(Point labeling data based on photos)
● ● ●
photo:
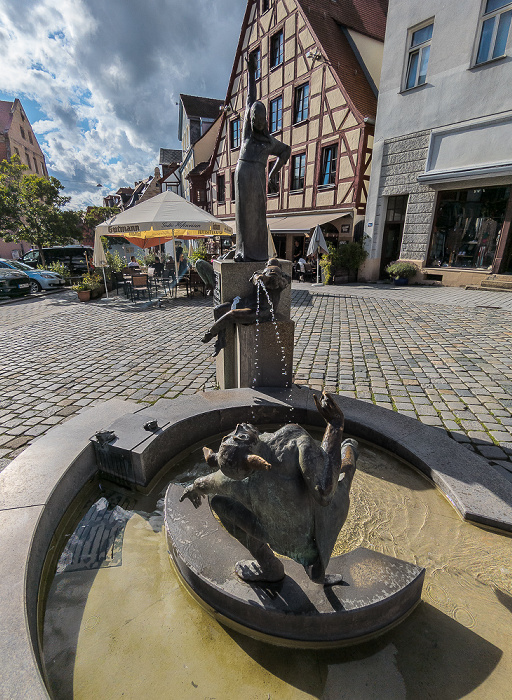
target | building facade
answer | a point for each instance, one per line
(318, 76)
(441, 184)
(170, 161)
(18, 138)
(197, 115)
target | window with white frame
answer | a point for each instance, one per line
(276, 114)
(494, 30)
(418, 55)
(298, 171)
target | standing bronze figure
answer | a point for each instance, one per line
(250, 180)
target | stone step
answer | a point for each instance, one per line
(485, 287)
(497, 284)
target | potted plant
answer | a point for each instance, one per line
(82, 290)
(401, 271)
(94, 282)
(350, 256)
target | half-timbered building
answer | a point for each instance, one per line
(318, 75)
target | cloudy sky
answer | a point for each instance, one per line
(99, 79)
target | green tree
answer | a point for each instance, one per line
(31, 209)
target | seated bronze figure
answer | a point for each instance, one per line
(282, 492)
(243, 310)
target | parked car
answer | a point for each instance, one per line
(39, 279)
(74, 257)
(13, 283)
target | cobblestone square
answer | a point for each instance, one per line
(440, 355)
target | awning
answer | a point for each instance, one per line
(301, 224)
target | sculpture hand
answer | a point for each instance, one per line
(193, 494)
(329, 410)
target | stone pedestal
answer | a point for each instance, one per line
(265, 354)
(236, 362)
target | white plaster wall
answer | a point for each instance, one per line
(455, 93)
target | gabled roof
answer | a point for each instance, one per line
(328, 19)
(365, 16)
(169, 156)
(199, 169)
(204, 107)
(5, 115)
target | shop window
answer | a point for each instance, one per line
(221, 188)
(276, 114)
(418, 55)
(329, 160)
(301, 111)
(494, 30)
(276, 49)
(467, 227)
(234, 127)
(298, 171)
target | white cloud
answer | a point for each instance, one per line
(107, 75)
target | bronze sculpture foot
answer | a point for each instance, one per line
(251, 571)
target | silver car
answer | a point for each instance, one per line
(39, 279)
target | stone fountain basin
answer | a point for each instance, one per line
(37, 488)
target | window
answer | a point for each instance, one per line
(495, 29)
(274, 189)
(221, 188)
(298, 170)
(257, 53)
(419, 52)
(301, 103)
(467, 227)
(276, 49)
(329, 160)
(235, 133)
(276, 114)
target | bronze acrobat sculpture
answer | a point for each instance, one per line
(244, 310)
(282, 492)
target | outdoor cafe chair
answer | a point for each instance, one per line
(152, 278)
(169, 281)
(140, 285)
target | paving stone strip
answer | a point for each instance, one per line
(438, 355)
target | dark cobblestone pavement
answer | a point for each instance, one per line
(442, 356)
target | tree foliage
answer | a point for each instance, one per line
(31, 208)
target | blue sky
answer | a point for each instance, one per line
(99, 80)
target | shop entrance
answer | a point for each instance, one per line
(393, 231)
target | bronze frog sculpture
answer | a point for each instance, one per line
(282, 492)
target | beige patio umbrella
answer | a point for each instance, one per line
(162, 218)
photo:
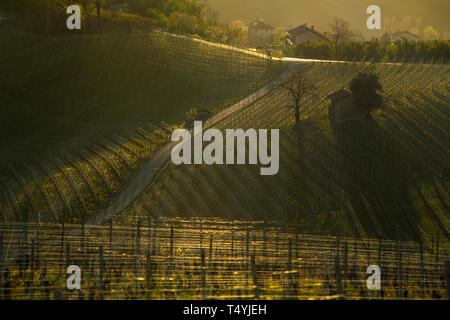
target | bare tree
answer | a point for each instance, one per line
(340, 31)
(299, 88)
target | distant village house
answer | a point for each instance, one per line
(259, 33)
(343, 108)
(399, 35)
(305, 33)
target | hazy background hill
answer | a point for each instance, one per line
(320, 13)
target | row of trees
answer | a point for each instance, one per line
(376, 50)
(179, 16)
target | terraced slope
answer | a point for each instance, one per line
(387, 177)
(78, 113)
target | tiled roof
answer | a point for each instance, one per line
(338, 95)
(303, 28)
(259, 25)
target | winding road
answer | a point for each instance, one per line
(144, 176)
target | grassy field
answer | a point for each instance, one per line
(386, 178)
(166, 258)
(78, 113)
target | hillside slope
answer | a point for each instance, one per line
(384, 178)
(77, 113)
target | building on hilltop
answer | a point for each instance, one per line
(259, 33)
(343, 108)
(305, 33)
(399, 35)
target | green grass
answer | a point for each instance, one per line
(364, 179)
(78, 113)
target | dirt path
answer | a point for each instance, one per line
(146, 174)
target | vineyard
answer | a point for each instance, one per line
(390, 181)
(80, 113)
(212, 259)
(91, 109)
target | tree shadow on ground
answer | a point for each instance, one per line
(377, 176)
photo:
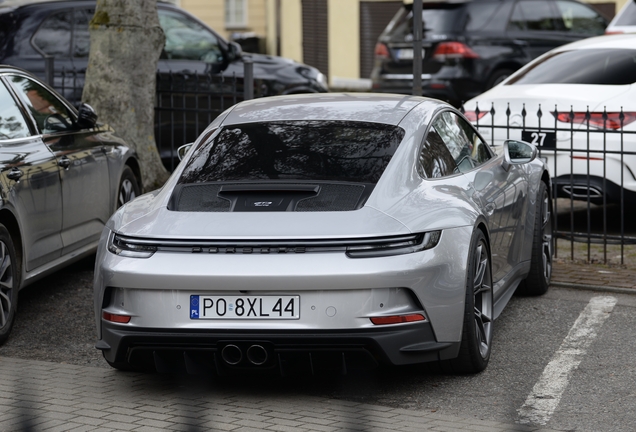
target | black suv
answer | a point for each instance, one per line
(30, 31)
(470, 46)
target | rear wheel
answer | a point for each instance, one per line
(128, 187)
(9, 285)
(538, 280)
(474, 352)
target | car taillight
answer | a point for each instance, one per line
(474, 116)
(397, 319)
(122, 319)
(610, 120)
(450, 50)
(381, 50)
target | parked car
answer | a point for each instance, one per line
(61, 177)
(29, 31)
(471, 46)
(325, 231)
(587, 93)
(625, 20)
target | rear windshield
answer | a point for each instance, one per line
(590, 66)
(298, 150)
(443, 18)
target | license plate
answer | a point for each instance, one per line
(244, 307)
(405, 54)
(540, 139)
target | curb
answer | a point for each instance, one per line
(594, 288)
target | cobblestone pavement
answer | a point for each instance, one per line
(593, 276)
(45, 396)
(49, 396)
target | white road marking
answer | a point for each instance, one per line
(547, 392)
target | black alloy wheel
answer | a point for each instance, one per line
(8, 284)
(476, 344)
(538, 280)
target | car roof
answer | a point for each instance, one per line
(621, 41)
(367, 107)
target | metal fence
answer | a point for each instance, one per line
(592, 161)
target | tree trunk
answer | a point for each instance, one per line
(126, 42)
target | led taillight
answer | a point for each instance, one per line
(609, 120)
(381, 50)
(122, 319)
(397, 319)
(474, 116)
(446, 50)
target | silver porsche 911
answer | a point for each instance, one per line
(336, 231)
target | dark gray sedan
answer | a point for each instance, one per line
(62, 176)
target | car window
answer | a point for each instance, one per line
(49, 112)
(490, 16)
(589, 66)
(12, 122)
(436, 18)
(53, 37)
(435, 160)
(533, 15)
(296, 150)
(187, 39)
(579, 18)
(465, 146)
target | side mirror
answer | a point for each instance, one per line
(86, 116)
(518, 152)
(234, 51)
(183, 150)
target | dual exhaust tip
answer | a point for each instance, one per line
(256, 354)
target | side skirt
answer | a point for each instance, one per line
(505, 288)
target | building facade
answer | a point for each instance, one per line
(336, 36)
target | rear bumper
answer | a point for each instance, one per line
(280, 352)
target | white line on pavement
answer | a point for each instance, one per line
(546, 394)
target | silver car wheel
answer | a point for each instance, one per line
(482, 291)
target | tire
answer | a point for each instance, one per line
(498, 76)
(128, 187)
(477, 330)
(538, 280)
(9, 284)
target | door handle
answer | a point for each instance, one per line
(15, 174)
(64, 162)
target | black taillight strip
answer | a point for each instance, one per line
(273, 246)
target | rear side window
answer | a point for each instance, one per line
(580, 19)
(12, 123)
(466, 147)
(533, 15)
(435, 160)
(298, 150)
(49, 112)
(187, 40)
(589, 66)
(54, 34)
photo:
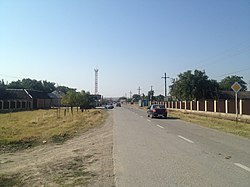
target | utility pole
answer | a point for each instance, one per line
(165, 77)
(139, 90)
(130, 93)
(151, 93)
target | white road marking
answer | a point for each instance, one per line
(242, 166)
(160, 126)
(190, 141)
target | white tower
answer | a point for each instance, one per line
(96, 81)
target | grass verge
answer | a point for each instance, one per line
(21, 130)
(228, 126)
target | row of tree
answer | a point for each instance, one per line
(195, 85)
(32, 84)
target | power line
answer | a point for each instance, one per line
(242, 70)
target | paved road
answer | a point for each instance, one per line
(170, 152)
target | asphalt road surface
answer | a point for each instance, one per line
(170, 152)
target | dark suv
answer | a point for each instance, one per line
(157, 111)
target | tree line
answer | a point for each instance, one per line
(196, 85)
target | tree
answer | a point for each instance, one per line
(136, 97)
(190, 86)
(227, 82)
(2, 85)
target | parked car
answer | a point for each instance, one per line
(156, 110)
(109, 106)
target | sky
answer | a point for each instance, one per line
(132, 42)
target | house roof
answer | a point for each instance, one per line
(56, 95)
(22, 94)
(14, 94)
(38, 94)
(231, 95)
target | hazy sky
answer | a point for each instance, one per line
(132, 42)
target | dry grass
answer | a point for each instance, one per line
(25, 129)
(229, 126)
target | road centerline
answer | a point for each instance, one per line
(190, 141)
(242, 166)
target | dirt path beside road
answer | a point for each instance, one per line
(86, 160)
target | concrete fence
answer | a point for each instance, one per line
(227, 107)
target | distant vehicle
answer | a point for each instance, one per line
(109, 106)
(156, 110)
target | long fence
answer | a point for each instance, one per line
(211, 106)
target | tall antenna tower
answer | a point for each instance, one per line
(96, 81)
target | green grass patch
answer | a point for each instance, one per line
● ● ●
● Directions: Copy the lines verbatim, starting at the line that contains "target | house roof" and continuing through the end of the items.

● Solution for this exercise:
target | house roof
answer | a point for each instance, one per line
(56, 95)
(22, 94)
(14, 94)
(38, 94)
(231, 95)
target | hazy sky
answer | a point for each instance, one per line
(132, 42)
target | dry grass
answer | a point for each instance, one per line
(25, 129)
(229, 126)
target | road centerline
answer | a point for each instance, one per line
(190, 141)
(242, 166)
target | dirt path beside road
answer | a point for each instance, one per line
(86, 160)
target | concrete fence
answer | a point for each instance, one per line
(227, 107)
target | distant vehicle
answer | a point for each instance, one per line
(109, 106)
(156, 110)
target | long fence
answer | a point for each instance, one per line
(211, 106)
target | tall antenna tower
answer | a point for each instance, one per line
(96, 81)
target | green grass patch
answer | a point for each instance, one per line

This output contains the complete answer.